─── Selected passage

But it would appear to us be very, very healthy cash flow..
That’s helpful. Thank you..
I would just comment on that further to say, as I spent some time with the franchisees and our brand President Frances Allen, what we see is that the franchisees are concerned about how the future minimum wage increases will impact their business. I think they are seeing some impacts today and certainly that will bring a level of anxiety.
But their biggest concern is how do we work together as a team to make sure that we mitigate those negative influences on our margin going forward. And I believe that in cooperation with our franchisees we can find efficiencies in the business that I hope to mitigate that. And we look forward to spending that time with them.
So, we are focused on the right thing..
Our next question comes from David Tarantino of Robert W. Baird. Your line is now open..
Just couple of quick questions. First on the franchise margins. I know there is a lot of noise going on in that line and they were down this quarter.
Can you maybe explain why that was the case, given the mix of franchising was higher year-over-year? And then, Jerry, could you maybe help us think about how that line should trend as you move towards 95% franchise?.
Let me speak about the first question first here. So, the franchise margins down, I would point to two items there. One is the franchise support costs were higher. Most of the increase in franchise support costs was due to Qdoba increased support cost around franchisee signs and remodel support.
And that was about a $1 million of the increase in the franchise support cost. And then, on the rent line, couple of things to consider there, one of which is that last year’s numbers had the 53rd week in there. I assume everybody’s adjusted out for that as best as you can, based on the quarterly data.
Beyond that, I would really point to the difference in sales performance for the franchisees last year versus this year than I would the increase in the cost of the rent on those lines. So, the rental cost is not that you would expect it to be so with the 178 restaurant that we sold.
The revenue did not grow commensurate with that increase, and that’s really related to -- last year franchisee sales were up 2.4%. This year, they were down 0.7%. If you adjust for that and normalize that, you’d be about 1.7 million in rental revenue and also in rental margin on that.
And then, when you calculate the margin rate on the rent, you get very close to what it would have been last year. So, what appears to be a cost issue, I really look at it as being a revenue issue because of the same-store sales decline versus last year..
And the part about how that might trend as you get towards 95% range, I know it depends on the same store sales but if you could just elaborate [ph] how that....

──────

Task 1:
In the earnings call transcript, what caused most of the increase in franchise support costs?
Task 2:
Pick up the earnings call transcript right after its last line and continue it.
The data after this point comes from a separate source.

─── Records shown

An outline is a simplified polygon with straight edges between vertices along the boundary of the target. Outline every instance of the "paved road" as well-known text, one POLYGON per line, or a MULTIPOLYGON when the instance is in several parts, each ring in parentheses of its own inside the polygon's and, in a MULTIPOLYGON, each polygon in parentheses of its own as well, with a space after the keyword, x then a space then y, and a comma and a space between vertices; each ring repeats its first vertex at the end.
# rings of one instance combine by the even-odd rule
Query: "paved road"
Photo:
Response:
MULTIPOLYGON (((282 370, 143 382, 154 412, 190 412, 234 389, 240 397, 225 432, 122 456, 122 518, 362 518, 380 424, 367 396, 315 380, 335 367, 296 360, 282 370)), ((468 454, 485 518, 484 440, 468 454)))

──────
─── Records shown

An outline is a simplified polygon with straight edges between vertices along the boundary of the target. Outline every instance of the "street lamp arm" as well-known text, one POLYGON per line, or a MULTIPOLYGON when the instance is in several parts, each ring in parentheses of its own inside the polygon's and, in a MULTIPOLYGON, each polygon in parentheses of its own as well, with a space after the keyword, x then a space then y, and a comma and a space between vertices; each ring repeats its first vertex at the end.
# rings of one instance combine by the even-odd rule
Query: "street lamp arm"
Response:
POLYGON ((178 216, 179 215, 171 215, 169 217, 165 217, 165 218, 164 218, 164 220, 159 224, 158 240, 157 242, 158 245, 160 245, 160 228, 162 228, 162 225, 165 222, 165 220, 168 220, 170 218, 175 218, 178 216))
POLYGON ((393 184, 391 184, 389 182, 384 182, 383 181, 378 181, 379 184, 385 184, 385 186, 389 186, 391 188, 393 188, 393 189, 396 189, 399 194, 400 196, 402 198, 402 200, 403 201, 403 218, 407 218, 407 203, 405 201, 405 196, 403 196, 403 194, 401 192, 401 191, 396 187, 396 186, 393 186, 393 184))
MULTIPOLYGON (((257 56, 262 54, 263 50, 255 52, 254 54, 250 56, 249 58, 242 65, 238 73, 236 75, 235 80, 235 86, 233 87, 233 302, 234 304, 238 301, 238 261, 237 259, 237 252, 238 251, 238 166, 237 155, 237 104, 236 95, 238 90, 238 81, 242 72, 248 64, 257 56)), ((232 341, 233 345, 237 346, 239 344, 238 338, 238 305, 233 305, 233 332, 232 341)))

──────

Task output 1:
Qdoba's increased support costs around franchisee signs and remodel support.

Task output 2:
I think that we can provide more color on that when we are updating guidance for 2018..
And then, Lenny, I have a question. I think in your prepared remarks, you mentioned three or four factors that you’re focusing on in terms of transforming Jack in the Box, and one of which was brand image.
And I was just wondering if you could elaborate on what you meant by that, and how that all plays into the premium QSR position and the value programs you have going on?.
Yes. I think the first thing to recognize is that if you look at our buildings, they’re old, they’re tired and they’re probably in more need of a remodel than many of the brands we compete against every day. So, these are not -- these are rooflines that are four-year old roof lines.
So, it’s not like we even have buildings that architecturally are in the right place or in the right generation, maybe we can paint them and move on. We’re really in a place where we need to invest significant dollars in these sites to change the rooflines, change look and feel of the locations and bring them to a more current state.
And so, our franchisees are all signed on for a remodel program. Obviously, we’ve made the same commitment for our Company locations. And we will talk about the specifics of the investment levels and how this impacts our model when we update our guidance. But essentially, we’re going have to remodel our chain in order to compete.
And so, you’re going to see a commitment from us in the coming years to do so. And this will be more than what we’ve done last round, which was more cosmetic in nature, this will be structural. So, that’s probably the broadest or the high level direction that I gave you.
And we’re contributing to that both in the franchise and Company ops with our own investment dollars. .
Our next question comes from Andrew Charles of Cowen & Company. Your line is now open..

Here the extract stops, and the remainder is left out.